TEXT PASSAGE:
Before the enterprise, hopes of success had dazzled the minds of all; but when it had failed, they, as generally, perceived the injustice of it. The Christians all became aware of the evils with which Jerusalem was menaced, and reproached Amaury with not being able to preserve peace, or knowing how to make war. In the mean time Noureddin’s general entered the capital of Egypt in triumph.
Chirkou hoisted his standard on the towers of Cairo, and Egypt, which thought it had received a liberator into its bosom, soon found that he was a master. Chaver paid with his life the evils he had inflicted upon his country; he was killed in the camp of Chirkou, and his authority became the reward of the conqueror. The caliph, who, in order to save himself, had demanded the head of his first minister appointed the general of Noureddin as his successor, styling him in his letters, the victorious prince . It was thus that the degraded monarch of Egypt jested with his own favours by flattering a man he did not know, and for whose death he was, most likely, desirous; an image of blind fortune, who scatters at hazard good and evil, and views her favourites and her victims with equal indifference.
Some time after, the caliph of Cairo, always invisible in his palace, was deposed by the orders of Noureddin, and died peaceably without knowing that he had lost his empire. His treasures served to appease the murmurs of the people and the soldiery; the black flag of the Abassides displaced the green standard of the children of Ali, and the name of the caliph of Bagdad was heard of only in the mosques. The dynasty of the Fatimites, which reigned more than two centuries, and for which so much blood had been shed, was extinguished in a single day, and found not even one defender. From that time the Mussulmans had only one religion and one cause to defend; Egypt and Syria obeyed the same chief, and the richest provinces of the East were united under the powerful hand of Noureddin.
The sultan of Aleppo and Damascus had spread the terror of his arms from the banks of the Euphrates and the Tigris to the sources of the Nile; he had everywhere governors and armies; and posts of pigeons, which he had established, carried at the same time his orders into the principal cities of Egypt, Syria, and Mesopotamia. The justice of his laws and his victories over the Christians had created for him such a reputation for sanctity among the Mussulmans, that a shower of rain which fell in the midst of a drought, was considered by them as a miracle granted to his prayers. During the war of Egypt he had taken several fortresses belonging to the Franks; and the destruction of the Christian colonies was still the aim of all his labours and all his exploits. Full of confidence in the protection of Mahomet, the devout Noureddin employed his leisure in constructing, with his own hands, a pulpit, which he meant himself to place in the principal mosque of Jerusalem.
The sultan of Damascus was preparing to commence what the Mussulmans called a sacred war, and for the success of which public prayers had been offered up, but this glory was reserved for a young warrior brought up in armies, whose name was yet unknown in the East.

DATA EXTRACT:

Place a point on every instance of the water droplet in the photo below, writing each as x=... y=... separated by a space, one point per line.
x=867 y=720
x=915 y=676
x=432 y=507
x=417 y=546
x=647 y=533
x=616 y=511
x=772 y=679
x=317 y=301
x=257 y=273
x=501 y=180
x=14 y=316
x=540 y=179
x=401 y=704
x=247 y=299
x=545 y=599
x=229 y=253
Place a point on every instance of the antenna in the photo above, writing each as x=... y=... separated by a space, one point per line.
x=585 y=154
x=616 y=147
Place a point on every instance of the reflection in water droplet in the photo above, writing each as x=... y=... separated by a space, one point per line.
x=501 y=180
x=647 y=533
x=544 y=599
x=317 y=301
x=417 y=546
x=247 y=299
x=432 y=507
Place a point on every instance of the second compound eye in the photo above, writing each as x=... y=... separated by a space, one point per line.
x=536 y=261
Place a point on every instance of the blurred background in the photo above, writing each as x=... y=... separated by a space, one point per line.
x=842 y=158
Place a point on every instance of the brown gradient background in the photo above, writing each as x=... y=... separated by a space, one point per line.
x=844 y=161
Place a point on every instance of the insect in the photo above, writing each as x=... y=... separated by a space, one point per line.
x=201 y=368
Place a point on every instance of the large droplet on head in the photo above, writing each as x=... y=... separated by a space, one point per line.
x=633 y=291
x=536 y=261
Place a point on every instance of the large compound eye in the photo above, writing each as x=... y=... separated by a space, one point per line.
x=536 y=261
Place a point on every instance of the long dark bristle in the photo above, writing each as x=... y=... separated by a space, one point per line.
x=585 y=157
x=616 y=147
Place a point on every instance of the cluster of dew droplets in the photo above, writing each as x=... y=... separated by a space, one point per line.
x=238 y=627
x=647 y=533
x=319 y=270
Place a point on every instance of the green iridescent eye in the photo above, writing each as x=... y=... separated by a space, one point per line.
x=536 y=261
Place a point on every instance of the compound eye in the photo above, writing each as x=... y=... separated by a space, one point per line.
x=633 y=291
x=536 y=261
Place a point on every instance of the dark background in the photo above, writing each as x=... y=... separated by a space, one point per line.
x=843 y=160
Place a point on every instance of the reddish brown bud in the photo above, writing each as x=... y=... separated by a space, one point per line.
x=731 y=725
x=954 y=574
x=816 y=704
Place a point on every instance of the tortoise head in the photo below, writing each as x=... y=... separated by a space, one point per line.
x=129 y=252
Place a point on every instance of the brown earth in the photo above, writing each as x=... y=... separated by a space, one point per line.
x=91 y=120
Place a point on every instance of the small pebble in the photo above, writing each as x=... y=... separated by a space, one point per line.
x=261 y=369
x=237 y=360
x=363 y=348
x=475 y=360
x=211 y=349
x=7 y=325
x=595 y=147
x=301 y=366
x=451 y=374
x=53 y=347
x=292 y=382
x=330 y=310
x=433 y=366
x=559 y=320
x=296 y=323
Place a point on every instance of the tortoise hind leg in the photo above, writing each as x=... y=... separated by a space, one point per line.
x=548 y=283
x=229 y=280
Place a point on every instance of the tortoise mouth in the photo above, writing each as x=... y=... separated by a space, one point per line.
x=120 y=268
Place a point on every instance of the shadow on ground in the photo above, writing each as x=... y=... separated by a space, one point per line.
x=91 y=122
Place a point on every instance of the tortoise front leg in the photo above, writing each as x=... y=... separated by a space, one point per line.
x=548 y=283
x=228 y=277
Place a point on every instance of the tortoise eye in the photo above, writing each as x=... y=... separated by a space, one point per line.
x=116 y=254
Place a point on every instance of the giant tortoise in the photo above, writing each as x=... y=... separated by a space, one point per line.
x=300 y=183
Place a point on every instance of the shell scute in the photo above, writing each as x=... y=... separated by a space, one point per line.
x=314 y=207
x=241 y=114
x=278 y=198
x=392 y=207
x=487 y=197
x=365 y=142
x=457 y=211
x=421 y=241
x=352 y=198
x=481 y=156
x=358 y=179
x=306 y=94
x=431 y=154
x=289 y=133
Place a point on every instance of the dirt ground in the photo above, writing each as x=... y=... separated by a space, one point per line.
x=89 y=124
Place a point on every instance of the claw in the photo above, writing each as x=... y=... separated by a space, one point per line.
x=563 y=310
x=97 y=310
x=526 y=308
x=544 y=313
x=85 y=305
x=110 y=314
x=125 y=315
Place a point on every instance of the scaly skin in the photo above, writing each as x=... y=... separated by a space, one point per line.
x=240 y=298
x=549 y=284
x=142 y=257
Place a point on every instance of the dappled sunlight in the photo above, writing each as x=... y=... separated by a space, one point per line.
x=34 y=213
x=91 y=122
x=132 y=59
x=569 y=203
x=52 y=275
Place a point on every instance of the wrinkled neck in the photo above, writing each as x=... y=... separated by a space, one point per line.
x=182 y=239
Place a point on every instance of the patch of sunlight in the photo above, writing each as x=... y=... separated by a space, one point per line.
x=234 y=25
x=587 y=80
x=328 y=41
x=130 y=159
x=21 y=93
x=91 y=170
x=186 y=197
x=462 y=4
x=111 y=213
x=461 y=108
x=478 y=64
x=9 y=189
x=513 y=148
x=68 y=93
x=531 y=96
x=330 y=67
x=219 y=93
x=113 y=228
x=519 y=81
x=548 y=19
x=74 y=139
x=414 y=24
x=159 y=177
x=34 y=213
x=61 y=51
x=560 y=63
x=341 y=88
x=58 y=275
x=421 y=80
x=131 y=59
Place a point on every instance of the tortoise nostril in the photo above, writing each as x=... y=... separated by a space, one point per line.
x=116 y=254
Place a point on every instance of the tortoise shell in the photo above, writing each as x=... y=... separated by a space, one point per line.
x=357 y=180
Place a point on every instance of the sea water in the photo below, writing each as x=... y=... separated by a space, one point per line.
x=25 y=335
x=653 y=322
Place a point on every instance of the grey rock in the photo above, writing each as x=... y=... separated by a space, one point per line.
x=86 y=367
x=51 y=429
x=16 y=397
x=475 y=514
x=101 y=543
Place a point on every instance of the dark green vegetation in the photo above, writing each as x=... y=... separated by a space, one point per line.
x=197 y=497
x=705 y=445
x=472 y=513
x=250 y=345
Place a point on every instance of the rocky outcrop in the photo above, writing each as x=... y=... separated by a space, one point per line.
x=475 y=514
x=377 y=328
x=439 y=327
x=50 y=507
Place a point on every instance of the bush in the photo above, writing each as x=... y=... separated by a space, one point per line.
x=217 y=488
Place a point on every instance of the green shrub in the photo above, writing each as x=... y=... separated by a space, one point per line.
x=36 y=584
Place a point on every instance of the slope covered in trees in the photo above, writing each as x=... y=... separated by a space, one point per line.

GIVEN TASK 1:
Transcribe the passage on Noureddin and Egypt word for word, starting at "The sultan of Damascus" and ending after "in the East.".
GIVEN TASK 2:
Write the next part of the passage on Noureddin and Egypt, picking up after its last sentence.

TASK OUTPUT 1:
The sultan of Damascus was preparing to commence what the Mussulmans called a sacred war, and for the success of which public prayers had been offered up, but this glory was reserved for a young warrior brought up in armies, whose name was yet unknown in the East.

TASK OUTPUT 2:
Saladin, [298]this young warrior, was sprung from the people who inhabit the mountains situated beyond the Tigris. His father Ayoub, and his uncle Chirkou, after the example of the warriors of their nation, who fight for pay under Mussulman powers, had left Curdistan to serve in the troops of the sultan of Bagdad. They had both attained high military employments; but Chirkou, a violent and brutal man, having run through the body with his sword an officer of justice, the two brothers were obliged to take to flight, and came to offer their services to the Attabeks of Syria, whom they assisted in their wars against the Christians. The young Saladin, although he was brought up at the court of Damascus, under the eye of an ambitious father, did not at first appear to be eager for either fortune or glory. In his youth he was fond of dissipation and pleasures, and remained a long time a stranger to the cares of politics or the dangers and labours of war. Having followed his uncle Chirkou in his first expeditions to Egypt, he had distinguished himself by the defence of Alexandria; but he suffered so much, that when Noureddin commanded him to return to the banks of the Nile, he sought pretexts to avoid obedience. When the sultan repeated his orders, Saladin set out, as he himself said afterwards, with the despair of a man who is led to death. “Thus it is,” says the historian Hamad Eddin, who was for a long time his secretary, “that men know not what they refuse or what they desire; but God, who knows all things, sports with their designs, which always terminate according to the views of Providence.”
At the death of Chirkou, the caliph of Egypt, who trembled for his power, named Saladin to the post of vizier, because he thought him the least capable, by his talents or reputation, of usurping the supreme authority. The son of Ayoub deceived both the king and the army, who saw in him nothing but a young dissipated soldier, without ambition. But he changed his conduct and reformed his manners; hitherto he had appeared fit only for the idleness and the obscurity of a seraglio; but, all at once, he came forth a new man, like one born for empire. His gravity inspired the respect of the emirs; his liberality secured him the suffrages of the army; and the austerity of his devotion rendered him dear to all true believers. A religious revolution which he brought about without trouble or the effusion of blood, made known his prudence and humanity, and showed that fortune destined him for extraordinary things. The caliph of Bagdad felicitated him publicly with having annihilated the sect of the Fatimites, and made him a present of a vest of honour. His name was celebrated by the poets, and mixed with those of Mahomet and Noureddin in the public prayers.
Saladin, master of Egypt, sent for his father Ayoub, and wished to associate him with himself in the government. When Ayoub arrived at Cairo with all his family, he was compared to Jacob, and Saladin to the patriarch Joseph, whose name he bore. Aided by the counsels of his father, Saladin stifled all plots devised against him, and restrained the ambition and jealousy of the emirs.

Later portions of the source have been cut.